◆ DOCUMENT PASSAGE ◆
◆ ◆ ◆

This article provides an account of my experience learning
CGT to complete my doctoral dissertation. I hope that my account
will assist other researchers, new to classic grounded theory, to
anticipate some of the confusion, challenges, insights and
growth that they may encounter in their first CGT study. I hope
that elements of my journey resonate with other researchers, and
provide them with company in what can be a long and lonely
dissertation journey. In the process of completing my
dissertation, I learned many valuable lessons. These lessons
serve as advice that should interest doctoral students engaged in
CGT and may help them to avoid pitfalls along the dissertation
path. This article also provides insight into the process of
learning CGT that can inform the design and teaching of CGT in
various contexts, and the mentoring of students employing the
methodology.

Account of the Journey

My journey began with an initial resistance to all things
grounded theory, followed by gradually understanding the
methodology and some of the ways it has been modified, to
actually conducting and completing my dissertation. This journey
explicates some of the challenges and highlights that I
encountered as I tried it out, made mistakes, got stuck, read, felt
frustrated, had ‘Aha!’ moments, revised previous work, and took
incremental steps forward before getting stuck again.

Getting Acquainted with Grounded Theory

I was first introduced to grounded theory as one of a
smorgasbord of methodologies in a graduate level introductory
qualitative research course. At the time grounded theory was a
mystery to me. I was initially turned away from grounded theory
by what seemed to be inflexible and rigid procedures and
confusing terminology. Two years into my doctoral studies,
however, I began exploring using grounded theory methodology
for my dissertation. I read the seminal text Discovery of
Grounded Theory (Glaser & Strauss, 1967) and quickly saw the
potential offered by CGT to produce a dissertation that would be
practical and significant. CGT is a rigorous methodology,
containing directions for each aspect of the research process while
also allowing for creativity and intuition (Glaser, 1998).

As part of my doctoral studies, I had to successfully complete
three comprehensive examinations. These examinations took the
form of essays and presentations, and included one examination
focused on methodology. While completing my examination on
grounded theory, I wrestled with the various forms of the method,
examined its evolution, and its congruence with philosophical
paradigms. I came to understand that my initial resistance
reflects extensive diversity within what researchers call grounded
theory. The many ways researchers have altered and changed the
methodology since Discovery of Grounded Theory (Glaser &
Strauss, 1967) was published has led to various reformulations,
contradictions, and modifications and caused considerable
confusion. This exploration solidified my interest in pursuing
classic grounded theory, the methodology as it was originally
conceived.

◆ ◆ ◆

◆ REQUIREMENT A ◆
Locate every line of the listing that contains the string "trash", matching case exactly, and copy each such line.
The listing is unrelated to the grounded theory account.

◆ ◆ ◆

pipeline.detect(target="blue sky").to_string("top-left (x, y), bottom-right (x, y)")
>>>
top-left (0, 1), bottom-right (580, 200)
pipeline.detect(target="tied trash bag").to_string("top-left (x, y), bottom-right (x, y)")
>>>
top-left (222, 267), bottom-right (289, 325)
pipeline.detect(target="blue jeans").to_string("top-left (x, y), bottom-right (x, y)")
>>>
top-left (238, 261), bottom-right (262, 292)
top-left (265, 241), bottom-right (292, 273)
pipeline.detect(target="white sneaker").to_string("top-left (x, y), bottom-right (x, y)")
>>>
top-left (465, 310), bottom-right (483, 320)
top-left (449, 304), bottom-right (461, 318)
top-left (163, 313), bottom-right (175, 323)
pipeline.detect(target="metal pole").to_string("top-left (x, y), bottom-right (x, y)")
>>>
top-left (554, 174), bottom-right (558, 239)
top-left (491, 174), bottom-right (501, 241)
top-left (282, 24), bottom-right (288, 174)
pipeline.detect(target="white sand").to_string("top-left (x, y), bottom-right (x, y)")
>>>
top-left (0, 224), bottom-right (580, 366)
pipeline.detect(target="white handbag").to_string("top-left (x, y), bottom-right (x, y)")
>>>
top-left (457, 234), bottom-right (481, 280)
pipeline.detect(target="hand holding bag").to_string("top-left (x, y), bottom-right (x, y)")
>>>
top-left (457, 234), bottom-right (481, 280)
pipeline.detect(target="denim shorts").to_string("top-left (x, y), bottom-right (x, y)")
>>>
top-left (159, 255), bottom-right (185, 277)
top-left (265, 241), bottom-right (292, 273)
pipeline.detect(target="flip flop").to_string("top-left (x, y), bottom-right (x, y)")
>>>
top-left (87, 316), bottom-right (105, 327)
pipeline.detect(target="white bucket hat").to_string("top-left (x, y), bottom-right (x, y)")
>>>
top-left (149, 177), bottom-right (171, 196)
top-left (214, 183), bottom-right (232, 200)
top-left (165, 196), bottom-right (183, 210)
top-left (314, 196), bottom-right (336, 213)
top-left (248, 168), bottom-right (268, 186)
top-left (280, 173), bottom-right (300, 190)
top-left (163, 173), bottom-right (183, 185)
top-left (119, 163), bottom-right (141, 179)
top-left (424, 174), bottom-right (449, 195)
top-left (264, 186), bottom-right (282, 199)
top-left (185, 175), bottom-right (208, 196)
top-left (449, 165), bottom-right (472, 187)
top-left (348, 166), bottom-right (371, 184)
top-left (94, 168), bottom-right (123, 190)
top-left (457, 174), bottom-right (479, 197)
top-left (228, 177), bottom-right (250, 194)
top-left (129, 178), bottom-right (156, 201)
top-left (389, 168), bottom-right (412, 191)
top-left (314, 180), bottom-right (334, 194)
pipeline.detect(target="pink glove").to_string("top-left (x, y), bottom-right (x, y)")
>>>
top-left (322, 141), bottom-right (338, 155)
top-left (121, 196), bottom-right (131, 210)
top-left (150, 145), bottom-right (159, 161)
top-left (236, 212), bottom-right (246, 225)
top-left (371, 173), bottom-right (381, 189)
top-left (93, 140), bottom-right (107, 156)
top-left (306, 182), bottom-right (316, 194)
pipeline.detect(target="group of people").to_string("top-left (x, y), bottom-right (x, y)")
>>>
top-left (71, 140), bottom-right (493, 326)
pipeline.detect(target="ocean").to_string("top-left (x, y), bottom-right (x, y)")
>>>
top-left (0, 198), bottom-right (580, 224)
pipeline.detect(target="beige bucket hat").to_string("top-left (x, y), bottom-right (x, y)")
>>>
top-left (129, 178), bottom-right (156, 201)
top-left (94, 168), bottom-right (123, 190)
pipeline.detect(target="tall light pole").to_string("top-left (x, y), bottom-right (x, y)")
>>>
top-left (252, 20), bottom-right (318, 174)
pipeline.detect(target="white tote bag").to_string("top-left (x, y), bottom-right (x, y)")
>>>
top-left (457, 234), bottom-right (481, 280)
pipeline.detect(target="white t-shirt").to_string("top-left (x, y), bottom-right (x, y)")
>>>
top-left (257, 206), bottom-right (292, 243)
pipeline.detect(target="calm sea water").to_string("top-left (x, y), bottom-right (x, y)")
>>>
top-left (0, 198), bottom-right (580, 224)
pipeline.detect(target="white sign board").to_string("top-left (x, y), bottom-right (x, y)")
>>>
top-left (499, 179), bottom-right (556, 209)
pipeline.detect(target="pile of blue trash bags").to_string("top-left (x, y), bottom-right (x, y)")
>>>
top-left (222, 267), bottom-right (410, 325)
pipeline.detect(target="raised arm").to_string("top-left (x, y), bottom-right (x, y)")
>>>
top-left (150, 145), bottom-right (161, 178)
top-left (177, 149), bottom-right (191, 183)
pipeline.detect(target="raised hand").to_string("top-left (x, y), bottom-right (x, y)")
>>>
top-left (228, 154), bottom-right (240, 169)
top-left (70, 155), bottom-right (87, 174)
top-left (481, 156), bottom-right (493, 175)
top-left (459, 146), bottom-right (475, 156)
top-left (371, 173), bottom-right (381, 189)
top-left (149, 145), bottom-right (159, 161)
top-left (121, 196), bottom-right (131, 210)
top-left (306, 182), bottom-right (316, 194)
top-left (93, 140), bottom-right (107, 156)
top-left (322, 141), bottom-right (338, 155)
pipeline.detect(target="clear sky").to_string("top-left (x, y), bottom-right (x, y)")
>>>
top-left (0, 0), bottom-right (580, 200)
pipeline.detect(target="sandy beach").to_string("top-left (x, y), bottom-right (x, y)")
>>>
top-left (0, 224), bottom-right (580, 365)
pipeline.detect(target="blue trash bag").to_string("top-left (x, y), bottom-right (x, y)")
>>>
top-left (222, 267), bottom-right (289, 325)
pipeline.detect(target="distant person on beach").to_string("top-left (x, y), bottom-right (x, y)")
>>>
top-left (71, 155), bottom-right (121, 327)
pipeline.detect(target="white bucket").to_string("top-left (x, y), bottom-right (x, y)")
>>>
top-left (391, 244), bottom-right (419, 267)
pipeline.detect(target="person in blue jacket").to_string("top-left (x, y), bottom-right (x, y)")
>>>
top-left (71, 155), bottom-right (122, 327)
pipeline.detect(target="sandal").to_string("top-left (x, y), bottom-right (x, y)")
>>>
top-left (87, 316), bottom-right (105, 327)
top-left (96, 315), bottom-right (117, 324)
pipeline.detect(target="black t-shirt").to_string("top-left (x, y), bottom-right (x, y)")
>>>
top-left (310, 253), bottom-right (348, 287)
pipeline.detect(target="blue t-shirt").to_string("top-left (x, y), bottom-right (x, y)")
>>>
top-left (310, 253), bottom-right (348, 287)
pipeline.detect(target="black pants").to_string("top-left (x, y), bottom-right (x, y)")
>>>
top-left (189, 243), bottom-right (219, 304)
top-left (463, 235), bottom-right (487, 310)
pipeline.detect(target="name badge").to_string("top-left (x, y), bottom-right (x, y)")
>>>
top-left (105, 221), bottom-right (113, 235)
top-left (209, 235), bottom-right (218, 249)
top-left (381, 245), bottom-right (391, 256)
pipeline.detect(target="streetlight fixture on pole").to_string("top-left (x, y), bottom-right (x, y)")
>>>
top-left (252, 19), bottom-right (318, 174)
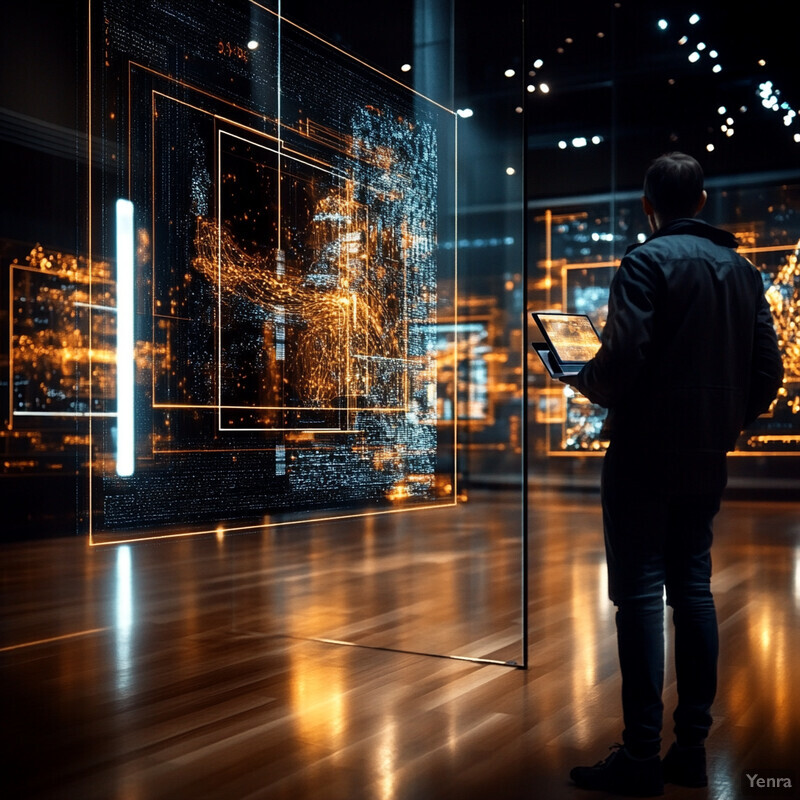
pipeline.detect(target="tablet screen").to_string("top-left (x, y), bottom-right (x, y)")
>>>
top-left (536, 314), bottom-right (600, 363)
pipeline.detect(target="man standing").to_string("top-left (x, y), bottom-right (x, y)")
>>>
top-left (564, 153), bottom-right (783, 796)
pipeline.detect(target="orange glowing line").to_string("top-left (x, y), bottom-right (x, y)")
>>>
top-left (90, 497), bottom-right (457, 547)
top-left (454, 115), bottom-right (460, 502)
top-left (0, 628), bottom-right (109, 653)
top-left (250, 0), bottom-right (456, 116)
top-left (8, 265), bottom-right (14, 430)
top-left (86, 0), bottom-right (94, 545)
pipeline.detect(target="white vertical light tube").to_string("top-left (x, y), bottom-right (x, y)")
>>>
top-left (116, 199), bottom-right (135, 477)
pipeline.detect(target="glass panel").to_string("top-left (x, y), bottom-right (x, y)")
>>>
top-left (72, 0), bottom-right (524, 664)
top-left (528, 4), bottom-right (800, 492)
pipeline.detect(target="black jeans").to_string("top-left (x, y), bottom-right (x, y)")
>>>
top-left (602, 444), bottom-right (726, 758)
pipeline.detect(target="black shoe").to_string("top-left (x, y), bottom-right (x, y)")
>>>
top-left (569, 744), bottom-right (664, 797)
top-left (661, 743), bottom-right (708, 788)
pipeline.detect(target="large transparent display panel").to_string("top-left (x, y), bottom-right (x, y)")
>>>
top-left (90, 0), bottom-right (457, 535)
top-left (83, 0), bottom-right (525, 665)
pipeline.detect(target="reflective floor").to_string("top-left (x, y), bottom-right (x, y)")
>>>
top-left (0, 492), bottom-right (800, 800)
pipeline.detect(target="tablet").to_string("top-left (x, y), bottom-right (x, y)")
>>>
top-left (531, 311), bottom-right (600, 378)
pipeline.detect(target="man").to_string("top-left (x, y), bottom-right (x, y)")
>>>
top-left (564, 153), bottom-right (783, 796)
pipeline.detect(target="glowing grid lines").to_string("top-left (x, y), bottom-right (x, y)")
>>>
top-left (89, 2), bottom-right (457, 544)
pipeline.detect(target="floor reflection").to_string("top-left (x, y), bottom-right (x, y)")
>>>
top-left (0, 493), bottom-right (800, 800)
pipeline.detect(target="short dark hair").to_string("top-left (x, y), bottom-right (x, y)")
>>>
top-left (644, 153), bottom-right (703, 219)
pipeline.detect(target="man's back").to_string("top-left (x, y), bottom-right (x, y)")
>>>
top-left (577, 219), bottom-right (782, 454)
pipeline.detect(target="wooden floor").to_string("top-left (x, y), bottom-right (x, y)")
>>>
top-left (0, 492), bottom-right (800, 800)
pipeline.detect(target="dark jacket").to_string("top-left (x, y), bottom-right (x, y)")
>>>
top-left (572, 219), bottom-right (783, 454)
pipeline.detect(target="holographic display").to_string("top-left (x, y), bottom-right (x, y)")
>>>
top-left (90, 0), bottom-right (456, 535)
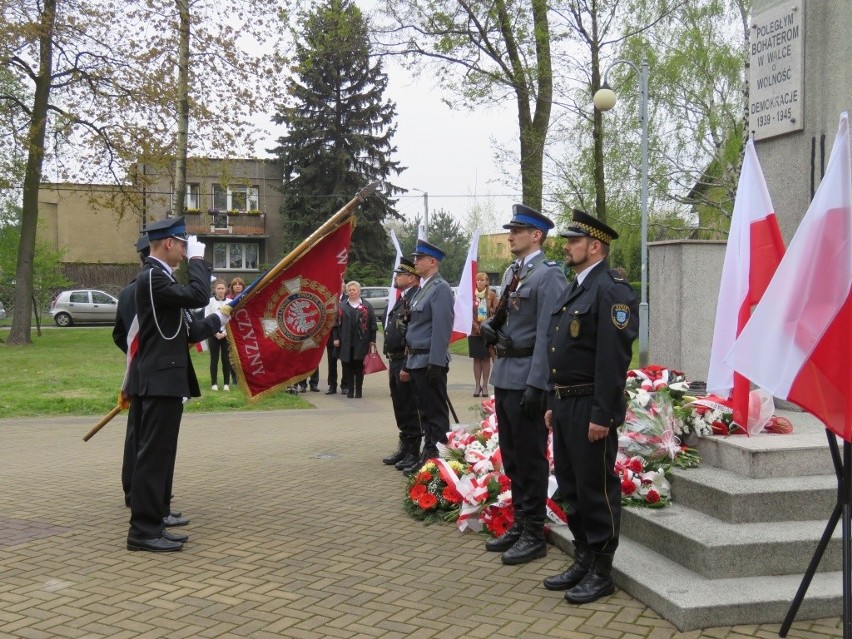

◆ ◆ ◆

◆ REQUIREMENT B ◆
Reproduce verbatim the stretch of the grounded theory account from "My journey began" through "getting stuck again.".

◆ TASK OUTPUT A ◆
pipeline.detect(target="tied trash bag").to_string("top-left (x, y), bottom-right (x, y)")
pipeline.detect(target="pile of blue trash bags").to_string("top-left (x, y), bottom-right (x, y)")
pipeline.detect(target="blue trash bag").to_string("top-left (x, y), bottom-right (x, y)")

◆ TASK OUTPUT B ◆
My journey began with an initial resistance to all things
grounded theory, followed by gradually understanding the
methodology and some of the ways it has been modified, to
actually conducting and completing my dissertation. This journey
explicates some of the challenges and highlights that I
encountered as I tried it out, made mistakes, got stuck, read, felt
frustrated, had ‘Aha!’ moments, revised previous work, and took
incremental steps forward before getting stuck again.